• _Problem to solve_
In the text on tech trends and Luddites below, what did the original Luddites actually object to?

Maybe if any of the good features coming out today wasn’t paired with the monkey’s paw that is:
- it’s behind an app
- it’s a subscription service
- it’s planned obsolescence
- I can actually fix it with third party vendors
- it’s selling your data
Maybe then consumers would actually get excited by new developments. All these trends are doing is turning the new generations into luddites.
I love it when people are called “Luddites” for hating the enshittified tech because guess what? The OG Luddites weren’t actually “Luddites”, either. They weren’t afraid of progress per se, but its use against the average person. Unfortunately, the propaganda against them worked too well.
Lol “hoarding”… If they were truly that concerned about a stagnant economy they could sell product at cost and not inflated retail. That would incentivize moving a lot more product while turning all the gears in the supply chain and satisfying a ton of jobs throughout.

• _Excerpted data_
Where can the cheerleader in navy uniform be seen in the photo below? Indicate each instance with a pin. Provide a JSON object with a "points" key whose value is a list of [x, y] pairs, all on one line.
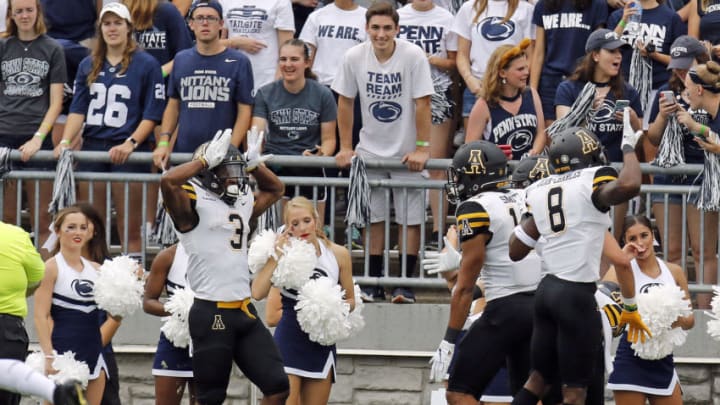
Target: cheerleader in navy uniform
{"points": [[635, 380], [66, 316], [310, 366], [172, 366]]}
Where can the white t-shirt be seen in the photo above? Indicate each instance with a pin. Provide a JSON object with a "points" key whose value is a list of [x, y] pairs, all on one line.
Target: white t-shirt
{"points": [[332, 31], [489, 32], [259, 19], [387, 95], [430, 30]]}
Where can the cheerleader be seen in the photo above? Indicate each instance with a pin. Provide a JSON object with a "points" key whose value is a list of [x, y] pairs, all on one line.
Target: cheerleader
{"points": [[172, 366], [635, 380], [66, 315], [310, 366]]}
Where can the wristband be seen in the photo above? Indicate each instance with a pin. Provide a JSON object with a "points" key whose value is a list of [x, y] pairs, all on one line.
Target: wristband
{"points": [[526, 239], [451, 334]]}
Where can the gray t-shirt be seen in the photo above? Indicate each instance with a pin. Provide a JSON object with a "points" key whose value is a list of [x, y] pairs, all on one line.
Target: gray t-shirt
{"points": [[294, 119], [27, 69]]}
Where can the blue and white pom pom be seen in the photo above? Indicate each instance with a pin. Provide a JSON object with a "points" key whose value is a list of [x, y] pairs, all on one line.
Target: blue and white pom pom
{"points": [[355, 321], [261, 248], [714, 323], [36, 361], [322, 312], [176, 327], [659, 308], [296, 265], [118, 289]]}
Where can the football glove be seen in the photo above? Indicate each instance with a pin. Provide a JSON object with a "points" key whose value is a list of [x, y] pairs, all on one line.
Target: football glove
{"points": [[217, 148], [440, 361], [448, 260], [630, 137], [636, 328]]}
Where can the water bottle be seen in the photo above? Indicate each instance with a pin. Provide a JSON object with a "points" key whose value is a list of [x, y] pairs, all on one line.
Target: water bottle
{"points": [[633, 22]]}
--
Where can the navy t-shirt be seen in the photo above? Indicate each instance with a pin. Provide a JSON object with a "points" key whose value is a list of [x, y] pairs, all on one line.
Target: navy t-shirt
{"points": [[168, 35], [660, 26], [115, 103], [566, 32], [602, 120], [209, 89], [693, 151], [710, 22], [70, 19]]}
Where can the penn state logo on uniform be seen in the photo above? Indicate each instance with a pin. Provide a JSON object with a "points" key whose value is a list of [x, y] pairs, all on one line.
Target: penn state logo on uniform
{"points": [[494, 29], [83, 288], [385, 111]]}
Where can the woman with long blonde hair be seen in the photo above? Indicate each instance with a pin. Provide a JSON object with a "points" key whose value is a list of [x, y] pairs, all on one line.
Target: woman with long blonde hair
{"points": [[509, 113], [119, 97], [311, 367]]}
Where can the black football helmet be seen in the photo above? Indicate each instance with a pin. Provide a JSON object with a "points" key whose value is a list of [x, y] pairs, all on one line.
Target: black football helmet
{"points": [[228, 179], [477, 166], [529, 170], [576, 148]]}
* * *
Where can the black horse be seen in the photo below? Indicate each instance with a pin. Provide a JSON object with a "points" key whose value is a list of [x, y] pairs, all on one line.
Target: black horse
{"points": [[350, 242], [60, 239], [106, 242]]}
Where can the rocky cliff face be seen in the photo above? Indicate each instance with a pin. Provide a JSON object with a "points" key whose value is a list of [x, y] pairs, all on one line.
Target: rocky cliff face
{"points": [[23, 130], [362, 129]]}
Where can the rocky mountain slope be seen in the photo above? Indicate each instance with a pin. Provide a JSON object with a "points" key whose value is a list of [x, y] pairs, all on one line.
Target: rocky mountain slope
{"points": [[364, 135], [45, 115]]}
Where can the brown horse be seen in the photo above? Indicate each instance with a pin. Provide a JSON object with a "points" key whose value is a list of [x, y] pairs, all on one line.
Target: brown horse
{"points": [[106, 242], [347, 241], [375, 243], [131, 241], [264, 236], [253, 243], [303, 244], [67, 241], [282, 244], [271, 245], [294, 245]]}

• _Task solution_
Not progress itself, but its use against the average person.